▶ _Your task_: The expected response is the full listing, retyped exactly, without its images.

+++++

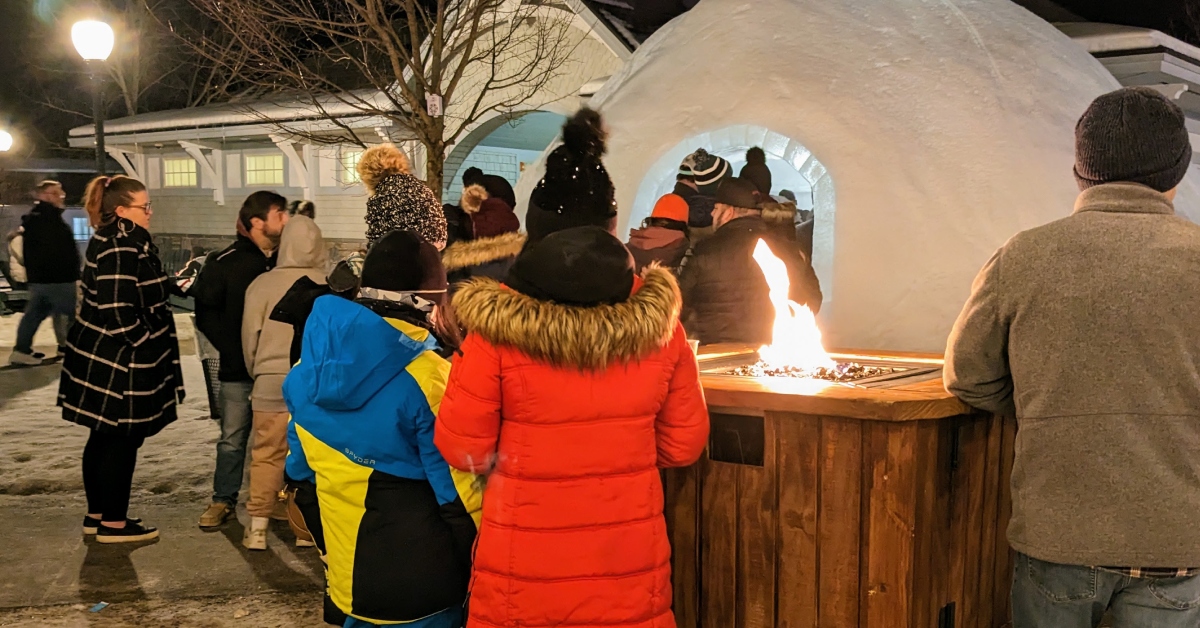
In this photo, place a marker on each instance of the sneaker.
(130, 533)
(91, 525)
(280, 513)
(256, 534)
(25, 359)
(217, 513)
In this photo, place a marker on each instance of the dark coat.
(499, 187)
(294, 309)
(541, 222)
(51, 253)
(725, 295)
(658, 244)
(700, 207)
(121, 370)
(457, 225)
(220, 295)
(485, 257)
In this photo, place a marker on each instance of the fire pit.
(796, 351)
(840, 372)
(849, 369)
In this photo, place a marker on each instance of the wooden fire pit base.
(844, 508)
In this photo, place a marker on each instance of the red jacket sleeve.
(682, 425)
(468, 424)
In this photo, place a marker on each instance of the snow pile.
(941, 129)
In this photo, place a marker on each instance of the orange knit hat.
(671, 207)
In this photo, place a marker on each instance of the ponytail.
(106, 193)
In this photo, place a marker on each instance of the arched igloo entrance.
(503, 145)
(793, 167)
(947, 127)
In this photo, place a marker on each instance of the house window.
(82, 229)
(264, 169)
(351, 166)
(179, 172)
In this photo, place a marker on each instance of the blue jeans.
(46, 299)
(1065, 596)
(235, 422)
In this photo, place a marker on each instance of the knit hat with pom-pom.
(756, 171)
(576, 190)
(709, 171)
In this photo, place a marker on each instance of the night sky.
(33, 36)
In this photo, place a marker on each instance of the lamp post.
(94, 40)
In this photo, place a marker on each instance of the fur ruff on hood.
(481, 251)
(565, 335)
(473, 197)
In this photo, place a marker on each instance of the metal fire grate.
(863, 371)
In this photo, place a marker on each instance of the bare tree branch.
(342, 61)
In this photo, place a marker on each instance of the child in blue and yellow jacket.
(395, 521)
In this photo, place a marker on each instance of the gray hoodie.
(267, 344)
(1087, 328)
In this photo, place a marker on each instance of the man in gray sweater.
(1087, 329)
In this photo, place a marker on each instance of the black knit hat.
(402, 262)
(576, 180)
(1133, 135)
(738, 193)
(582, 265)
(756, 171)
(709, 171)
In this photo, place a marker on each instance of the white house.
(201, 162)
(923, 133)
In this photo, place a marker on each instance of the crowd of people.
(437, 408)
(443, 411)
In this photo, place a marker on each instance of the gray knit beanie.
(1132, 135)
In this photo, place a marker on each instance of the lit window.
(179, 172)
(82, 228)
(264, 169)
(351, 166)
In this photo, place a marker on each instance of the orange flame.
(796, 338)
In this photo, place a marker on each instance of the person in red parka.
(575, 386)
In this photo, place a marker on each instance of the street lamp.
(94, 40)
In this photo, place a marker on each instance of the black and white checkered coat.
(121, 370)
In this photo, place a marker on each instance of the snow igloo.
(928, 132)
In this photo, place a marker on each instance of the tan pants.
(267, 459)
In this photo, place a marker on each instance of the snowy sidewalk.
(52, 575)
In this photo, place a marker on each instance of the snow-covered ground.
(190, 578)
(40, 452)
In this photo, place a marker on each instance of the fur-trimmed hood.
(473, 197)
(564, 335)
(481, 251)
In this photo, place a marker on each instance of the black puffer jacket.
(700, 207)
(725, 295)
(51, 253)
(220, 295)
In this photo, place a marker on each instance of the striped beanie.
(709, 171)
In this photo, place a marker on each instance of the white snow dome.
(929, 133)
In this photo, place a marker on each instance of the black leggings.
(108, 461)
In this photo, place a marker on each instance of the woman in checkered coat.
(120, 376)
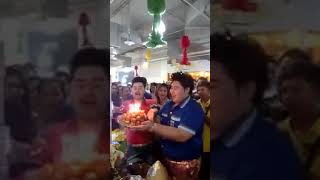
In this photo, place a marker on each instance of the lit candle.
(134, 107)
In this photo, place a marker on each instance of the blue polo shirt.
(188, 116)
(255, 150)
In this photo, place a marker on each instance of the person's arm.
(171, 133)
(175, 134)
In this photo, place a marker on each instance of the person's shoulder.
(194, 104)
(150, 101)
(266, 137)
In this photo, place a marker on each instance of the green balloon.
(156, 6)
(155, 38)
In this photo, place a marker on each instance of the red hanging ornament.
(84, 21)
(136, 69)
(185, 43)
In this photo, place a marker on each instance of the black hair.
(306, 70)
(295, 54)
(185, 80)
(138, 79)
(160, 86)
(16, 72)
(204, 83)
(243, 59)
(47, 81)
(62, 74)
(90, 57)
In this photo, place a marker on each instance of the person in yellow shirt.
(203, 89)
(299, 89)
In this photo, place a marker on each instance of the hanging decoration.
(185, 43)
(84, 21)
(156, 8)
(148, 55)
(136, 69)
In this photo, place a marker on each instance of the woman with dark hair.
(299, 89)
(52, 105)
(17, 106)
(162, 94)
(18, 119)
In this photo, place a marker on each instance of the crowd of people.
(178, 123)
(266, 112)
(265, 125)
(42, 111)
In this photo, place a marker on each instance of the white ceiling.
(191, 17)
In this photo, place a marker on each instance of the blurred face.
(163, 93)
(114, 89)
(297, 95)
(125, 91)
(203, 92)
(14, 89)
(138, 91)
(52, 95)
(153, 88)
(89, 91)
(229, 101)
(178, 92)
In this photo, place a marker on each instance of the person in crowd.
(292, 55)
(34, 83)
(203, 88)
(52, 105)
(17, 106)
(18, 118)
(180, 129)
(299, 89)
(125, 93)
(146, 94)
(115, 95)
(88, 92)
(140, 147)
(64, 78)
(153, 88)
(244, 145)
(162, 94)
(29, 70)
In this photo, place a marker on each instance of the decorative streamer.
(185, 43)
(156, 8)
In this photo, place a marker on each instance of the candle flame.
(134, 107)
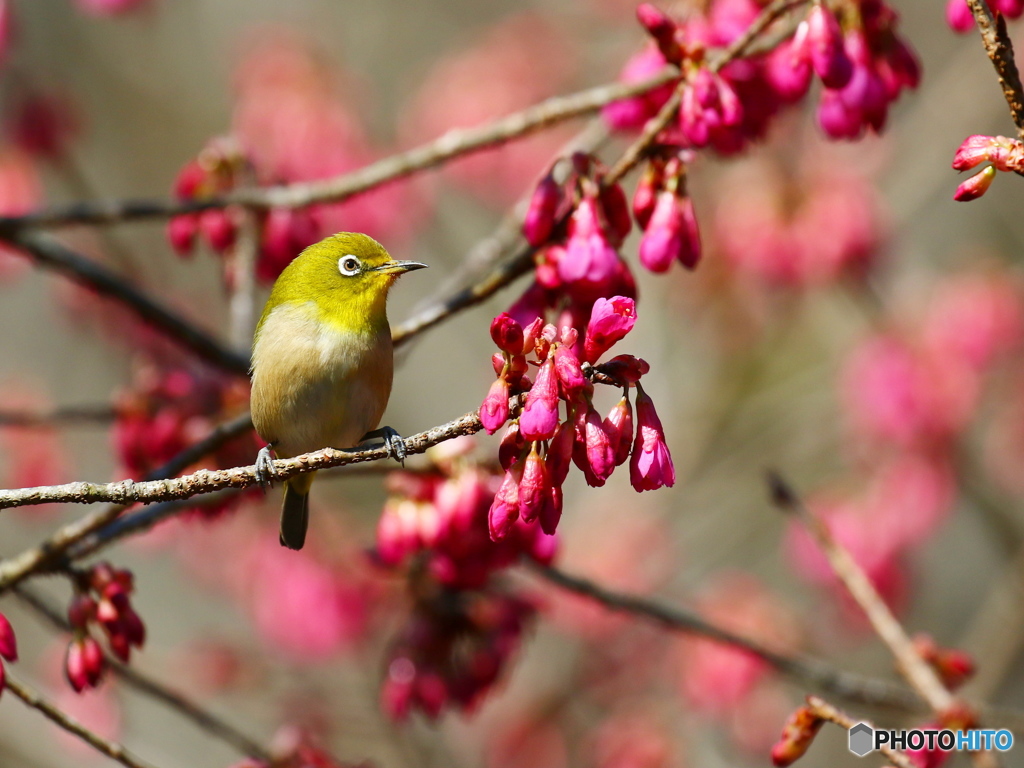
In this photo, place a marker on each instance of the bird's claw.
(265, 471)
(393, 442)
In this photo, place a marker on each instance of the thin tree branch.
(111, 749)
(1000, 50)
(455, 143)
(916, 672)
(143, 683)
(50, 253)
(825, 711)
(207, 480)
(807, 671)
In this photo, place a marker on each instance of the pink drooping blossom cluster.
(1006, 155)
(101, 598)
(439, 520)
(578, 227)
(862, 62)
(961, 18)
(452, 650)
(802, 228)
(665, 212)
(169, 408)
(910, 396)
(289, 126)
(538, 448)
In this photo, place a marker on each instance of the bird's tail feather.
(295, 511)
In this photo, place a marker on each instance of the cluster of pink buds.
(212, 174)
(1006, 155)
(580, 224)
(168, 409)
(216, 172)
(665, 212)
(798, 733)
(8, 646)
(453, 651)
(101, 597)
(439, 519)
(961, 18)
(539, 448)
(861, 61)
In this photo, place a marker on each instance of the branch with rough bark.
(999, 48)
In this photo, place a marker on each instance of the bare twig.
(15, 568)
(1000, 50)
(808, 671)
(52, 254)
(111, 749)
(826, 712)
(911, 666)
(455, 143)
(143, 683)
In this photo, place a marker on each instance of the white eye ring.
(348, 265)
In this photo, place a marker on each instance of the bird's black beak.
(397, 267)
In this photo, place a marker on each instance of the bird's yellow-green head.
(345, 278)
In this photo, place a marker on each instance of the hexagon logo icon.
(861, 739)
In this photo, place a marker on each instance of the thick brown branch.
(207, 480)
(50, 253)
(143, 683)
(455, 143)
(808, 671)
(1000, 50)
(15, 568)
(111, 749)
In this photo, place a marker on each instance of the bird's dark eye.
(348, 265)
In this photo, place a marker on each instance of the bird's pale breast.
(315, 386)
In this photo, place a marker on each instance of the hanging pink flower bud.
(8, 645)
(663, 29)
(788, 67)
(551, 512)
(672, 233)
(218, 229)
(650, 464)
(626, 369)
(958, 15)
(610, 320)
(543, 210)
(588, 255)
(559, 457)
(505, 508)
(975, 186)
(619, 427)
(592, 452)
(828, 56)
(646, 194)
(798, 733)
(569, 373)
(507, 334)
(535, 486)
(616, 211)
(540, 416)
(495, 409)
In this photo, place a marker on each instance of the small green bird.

+++++

▶ _Task answer_:
In this photo, place a marker on each instance of the sneaker.
(130, 533)
(91, 525)
(280, 513)
(256, 534)
(25, 359)
(217, 513)
In this photo, place a marker on each instance of the dark coat.
(499, 187)
(294, 309)
(541, 222)
(51, 253)
(725, 295)
(658, 244)
(700, 207)
(121, 370)
(457, 225)
(220, 295)
(485, 257)
In this photo, place a marker on each instance of the fire pit.
(796, 351)
(840, 372)
(849, 369)
In this photo, place a marker on each instance of the wooden fire pit base.
(844, 508)
In this photo, place a marker on each instance of the red jacket sleeve.
(682, 425)
(468, 424)
In this photo, place a marker on each instance of the snow pile.
(941, 129)
In this photo, place a marker on each instance of the orange knit hat.
(671, 207)
In this photo, place a marker on each instance of the ponytail.
(106, 193)
In this photo, place a marker on each instance of the arched igloo entrance.
(503, 145)
(793, 167)
(947, 127)
In this photo, place a marker on each instance of the house window.
(82, 229)
(264, 169)
(351, 166)
(179, 172)
In this photo, place a marker on each instance of the blue jeans.
(46, 299)
(1065, 596)
(235, 422)
In this photo, place a marker on each instance of the knit hat with pom-pom.
(756, 171)
(576, 190)
(709, 171)
In this photo, place a marker on each instance of the night sky.
(33, 36)
In this photo, place a marker on each instance of the lamp post.
(94, 40)
In this photo, place a marker on each instance of the fur ruff on hood.
(481, 251)
(565, 335)
(473, 197)
In this photo, place a marker on each instance of the metal fire grate.
(863, 371)
In this photo, place a marker on each instance of the bare tree branch.
(342, 61)
In this photo, place a marker on each instance of the child in blue and yellow jacket.
(395, 521)
In this photo, place a marker on each instance of the gray hoodie.
(267, 344)
(1087, 328)
In this photo, place a marker on each instance of the man in gray sweater.
(1087, 329)
In this photo, place a marker on each instance of the black knit hat.
(402, 262)
(576, 180)
(1133, 135)
(738, 193)
(582, 265)
(756, 171)
(709, 171)
In this photo, place a marker on each instance of the white house.
(201, 162)
(923, 133)
In this photo, place a marker on each instance of the crowd of people.
(437, 408)
(443, 411)
In this photo, place a marker on each instance of the gray knit beanie.
(1132, 135)
In this photo, place a marker on each instance of the lit window.
(179, 172)
(82, 228)
(264, 169)
(351, 166)
In this photo, place a marker on each instance of the orange flame.
(796, 338)
In this photo, place a marker on each instance of the person in red parka.
(575, 386)
In this photo, place a marker on each instance of the street lamp.
(94, 40)
In this photo, place a marker on each instance of the black and white checkered coat.
(121, 370)
In this photo, place a marker on each instance of the snow igloo.
(928, 132)
In this photo, place a marker on each instance of the tan pants.
(267, 459)
In this photo, place a marker on each instance of the snowy sidewalk.
(52, 575)
In this photo, place a marker on each instance of the snow-covered ground.
(190, 578)
(40, 452)
In this photo, place a marker on each instance of the fur-trimmed hood.
(473, 197)
(564, 335)
(481, 251)
In this photo, place a marker on each instance of the black puffer jacket.
(700, 207)
(725, 295)
(51, 253)
(220, 295)
In this photo, place a marker on each instance of the striped beanie.
(709, 171)
In this photo, place a marker on each instance of the white snow dome.
(929, 133)
In this photo, place a marker on each instance of the black leggings.
(108, 461)
In this photo, place a marker on each instance of the woman in checkered coat.
(120, 376)
In this photo, place a marker on each instance of the lit candle.
(134, 107)
In this photo, place a marker on each instance of the blue polo shirt.
(188, 116)
(255, 150)
In this photo, place a marker on each instance of the person's arm.
(171, 133)
(175, 134)
In this photo, place a marker on each instance of the person's shoulder.
(194, 104)
(150, 101)
(266, 137)
In this photo, place a marker on each instance of the green balloon.
(156, 6)
(155, 38)
In this photo, place a marker on each instance of the red hanging ornament.
(84, 21)
(136, 69)
(185, 43)
In this photo, place a marker on each instance of the black hair.
(306, 70)
(295, 54)
(185, 80)
(138, 79)
(160, 86)
(16, 72)
(204, 83)
(243, 59)
(47, 81)
(62, 74)
(90, 57)
In this photo, place a marker on each instance of the person in yellow shirt.
(203, 89)
(299, 89)
In this photo, place a marker on each instance of the hanging decoration.
(185, 43)
(84, 21)
(156, 8)
(148, 55)
(136, 69)
In this photo, place a marker on each instance of the woman with dark hair.
(299, 89)
(52, 105)
(17, 106)
(162, 94)
(18, 119)
In this photo, place a marker on each instance of the crowd of people.
(178, 123)
(266, 112)
(265, 125)
(42, 111)
In this photo, place a marker on each instance of the white ceiling.
(191, 17)
In this photo, place a marker on each instance of the blurred face.
(163, 93)
(114, 89)
(297, 95)
(125, 91)
(203, 92)
(14, 89)
(138, 91)
(52, 95)
(153, 88)
(89, 91)
(229, 101)
(178, 92)
In this photo, place a marker on each instance of the person in crowd.
(292, 55)
(34, 83)
(203, 88)
(52, 105)
(17, 106)
(18, 118)
(180, 129)
(299, 89)
(125, 93)
(146, 94)
(115, 95)
(88, 92)
(140, 147)
(64, 78)
(153, 88)
(244, 145)
(162, 94)
(29, 70)
In this photo, place a marker on each instance of the decorative streamer.
(185, 43)
(156, 8)
In this photo, place a marker on each instance of the candle flame.
(134, 107)
In this photo, place a marker on each instance of the bird's claw.
(265, 471)
(393, 442)
In this photo, place a marker on each instance of the thin tree branch.
(111, 749)
(1000, 50)
(455, 143)
(916, 672)
(143, 683)
(50, 253)
(825, 711)
(207, 480)
(807, 671)
In this photo, place a marker on each instance of the pink drooping blossom cluster.
(1006, 155)
(101, 598)
(439, 520)
(578, 227)
(862, 62)
(961, 18)
(452, 650)
(802, 228)
(665, 212)
(169, 408)
(910, 396)
(289, 126)
(538, 448)
In this photo, place a marker on each instance of the bird's tail feather.
(295, 511)
In this photo, place a marker on each instance of the cluster of pink buds.
(212, 174)
(1006, 155)
(580, 224)
(168, 409)
(216, 172)
(665, 212)
(798, 733)
(8, 646)
(453, 651)
(101, 597)
(439, 519)
(961, 18)
(539, 448)
(861, 61)
In this photo, place a marker on each instance of the branch with rough bark.
(999, 48)
In this photo, place a marker on each instance of the bare twig.
(15, 568)
(1000, 50)
(808, 671)
(52, 254)
(111, 749)
(826, 712)
(911, 666)
(455, 143)
(143, 683)
In this photo, place a marker on each instance of the white eye ring.
(348, 265)
In this photo, place a marker on each instance of the bird's black beak.
(397, 267)
In this photo, place a marker on each instance of the bird's yellow-green head.
(345, 278)
In this photo, place a marker on each instance of the hexagon logo icon.
(861, 739)
In this photo, place a marker on each instance of the thick brown branch.
(207, 480)
(50, 253)
(143, 683)
(455, 143)
(808, 671)
(1000, 50)
(15, 568)
(111, 749)
In this photo, place a marker on each instance of the bird's dark eye.
(348, 265)
In this photo, place a marker on each instance of the bird's pale breast.
(315, 386)
In this photo, place a marker on each instance of the hanging pink flower bud.
(8, 645)
(663, 29)
(788, 67)
(551, 512)
(672, 233)
(218, 229)
(650, 464)
(626, 369)
(958, 15)
(610, 320)
(543, 210)
(588, 255)
(559, 457)
(505, 508)
(975, 186)
(619, 427)
(592, 452)
(828, 56)
(646, 194)
(798, 733)
(569, 373)
(507, 334)
(535, 486)
(616, 211)
(540, 416)
(495, 409)
In this photo, place a marker on each instance of the small green bird.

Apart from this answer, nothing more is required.